* _THE PROBLEM_:
Leave every image behind and restate the data word for word.

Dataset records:

------------------------------------------------------------------------

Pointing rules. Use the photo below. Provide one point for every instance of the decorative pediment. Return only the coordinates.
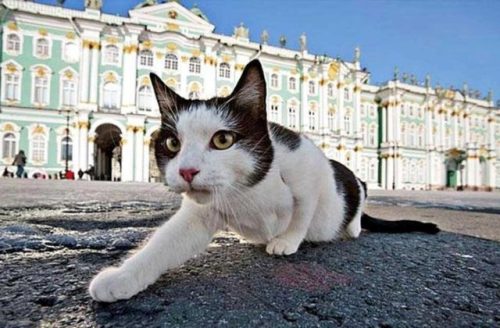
(172, 16)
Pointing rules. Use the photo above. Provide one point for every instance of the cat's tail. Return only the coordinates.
(378, 225)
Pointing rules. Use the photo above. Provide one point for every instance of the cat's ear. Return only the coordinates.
(168, 100)
(250, 92)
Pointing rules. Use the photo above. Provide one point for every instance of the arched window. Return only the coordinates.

------------------------------------------------------------------------

* _YOUR RESPONSE_:
Pointing rules. Use the photo below. Provide one point for every instance of the decorative pediment. Return only the coordinates.
(172, 16)
Pointing rules. Use the photo above. Provide one point for every instance of the cat's tail. Return only the coordinates.
(378, 225)
Pointing rules. Use the photo above. Provide one point for every instance of the cat's ear. Return only the coordinates.
(168, 100)
(250, 92)
Pointing rules. Use the photo above. Provide one point for every instance of the arched window. Return only the coordinates.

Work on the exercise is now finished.